Document =>
Mollie Green (born 4 August 1997) is an English footballer who plays as a midfielder for Coventry United on loan from Birmingham City in the FA Women's Championship.

She has previously played for Everton, Liverpool, and Manchester United in the FA WSL, Sheffield United in the FA Women's Championship, and has represented England at the under-19 level.

Club career

Liverpool
Green joined Liverpool in 2014, progressing through the club's Centre of Excellence. On 11 October 2015, she made her competitive debut as a 72nd-minute substitute for Rosie White in the semi-final of the FA WSL Cup, a 2–0 defeat against Notts County. A year later, she made her FA WSL debut in a 3–1 win against Doncaster Rovers Belles. During her 3-year stint at Liverpool, she made three appearances for the senior team.

Everton
On 28 March 2017, having seen limited minutes for the Reds, Green made the move to their Merseyside rivals Everton in search of more playing time. 
The following month, she made her Everton debut in a 2–1 defeat against Millwall Lionesses in the FA WSL 2 Spring Series. Green scored her first Everton goal in a 4–0 win against London Bees to help clinch the 2017 Spring Series title.

Stated problem 1 =>
In the Mollie Green biography, which team did Everton beat 4–0 when she scored her first goal for the club?
Stated problem 2 =>
Carry on the Mollie Green biography from its last sentence.

Stored rows =>

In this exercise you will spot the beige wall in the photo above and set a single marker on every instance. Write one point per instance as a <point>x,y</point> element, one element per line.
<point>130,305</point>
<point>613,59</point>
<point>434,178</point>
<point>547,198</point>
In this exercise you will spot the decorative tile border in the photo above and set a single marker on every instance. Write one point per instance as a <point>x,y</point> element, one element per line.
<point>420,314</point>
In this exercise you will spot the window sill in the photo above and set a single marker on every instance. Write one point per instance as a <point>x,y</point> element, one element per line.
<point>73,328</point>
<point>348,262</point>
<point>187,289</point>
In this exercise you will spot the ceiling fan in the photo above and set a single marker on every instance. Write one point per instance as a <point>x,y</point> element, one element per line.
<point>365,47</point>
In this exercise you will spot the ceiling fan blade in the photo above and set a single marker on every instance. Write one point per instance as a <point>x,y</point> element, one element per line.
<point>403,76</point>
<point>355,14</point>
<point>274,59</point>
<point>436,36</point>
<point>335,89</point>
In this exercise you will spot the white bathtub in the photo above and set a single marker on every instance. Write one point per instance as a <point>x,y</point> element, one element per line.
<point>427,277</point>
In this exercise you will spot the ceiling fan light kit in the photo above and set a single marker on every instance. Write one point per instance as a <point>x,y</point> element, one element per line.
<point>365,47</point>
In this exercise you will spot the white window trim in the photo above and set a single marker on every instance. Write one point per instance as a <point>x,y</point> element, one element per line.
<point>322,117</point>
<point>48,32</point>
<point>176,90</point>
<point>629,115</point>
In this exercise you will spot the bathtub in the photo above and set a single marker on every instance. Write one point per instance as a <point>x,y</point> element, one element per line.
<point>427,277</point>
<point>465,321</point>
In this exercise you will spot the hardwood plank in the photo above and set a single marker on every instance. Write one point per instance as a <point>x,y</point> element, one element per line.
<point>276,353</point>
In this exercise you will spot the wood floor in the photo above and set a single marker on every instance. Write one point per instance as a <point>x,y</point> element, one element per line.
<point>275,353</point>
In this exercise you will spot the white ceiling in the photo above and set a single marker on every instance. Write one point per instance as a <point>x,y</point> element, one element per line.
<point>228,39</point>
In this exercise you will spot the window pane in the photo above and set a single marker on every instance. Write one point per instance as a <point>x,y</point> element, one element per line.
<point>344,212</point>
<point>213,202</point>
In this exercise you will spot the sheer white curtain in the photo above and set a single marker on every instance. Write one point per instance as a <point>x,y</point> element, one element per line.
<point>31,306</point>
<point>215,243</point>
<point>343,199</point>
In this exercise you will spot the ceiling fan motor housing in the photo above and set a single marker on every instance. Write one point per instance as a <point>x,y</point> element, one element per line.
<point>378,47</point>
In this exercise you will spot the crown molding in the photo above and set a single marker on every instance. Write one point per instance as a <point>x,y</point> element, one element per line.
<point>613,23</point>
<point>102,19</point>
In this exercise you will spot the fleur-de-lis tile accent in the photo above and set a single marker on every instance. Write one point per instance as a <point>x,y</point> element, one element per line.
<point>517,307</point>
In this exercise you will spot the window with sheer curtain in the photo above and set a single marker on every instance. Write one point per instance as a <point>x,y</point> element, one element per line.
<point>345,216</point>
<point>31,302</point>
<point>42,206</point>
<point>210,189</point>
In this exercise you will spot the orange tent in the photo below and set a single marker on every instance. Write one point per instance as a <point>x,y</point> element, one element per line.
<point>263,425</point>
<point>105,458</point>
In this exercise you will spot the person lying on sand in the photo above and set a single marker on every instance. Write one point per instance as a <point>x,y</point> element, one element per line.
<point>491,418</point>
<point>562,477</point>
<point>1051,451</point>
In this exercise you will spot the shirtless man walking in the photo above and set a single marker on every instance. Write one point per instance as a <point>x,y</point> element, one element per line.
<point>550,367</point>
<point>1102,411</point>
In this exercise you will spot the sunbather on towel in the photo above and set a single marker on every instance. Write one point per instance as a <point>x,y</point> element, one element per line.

Reply 1 =>
London Bees

Reply 2 =>
After the 2017–18 season, Green and Everton mutually agreed to terminate her contract.

Manchester United

2018–19 season
 
On 13 July 2018, it was announced that Green would join newly-formed Championship side Manchester United in their inaugural season. She made her competitive debut for Manchester United in a 1–0 League Cup victory against Liverpool on 19 August. She scored her first goal in the opening game of the 2018–19 FA Women's Championship season, a 12–0 win away to Aston Villa. On 25 November, she scored her first career hat-trick in an 8–0 win over Millwall. In total, Green scored 5 goals in 3 games on the way to being named FA Women's Championship player of the month for November.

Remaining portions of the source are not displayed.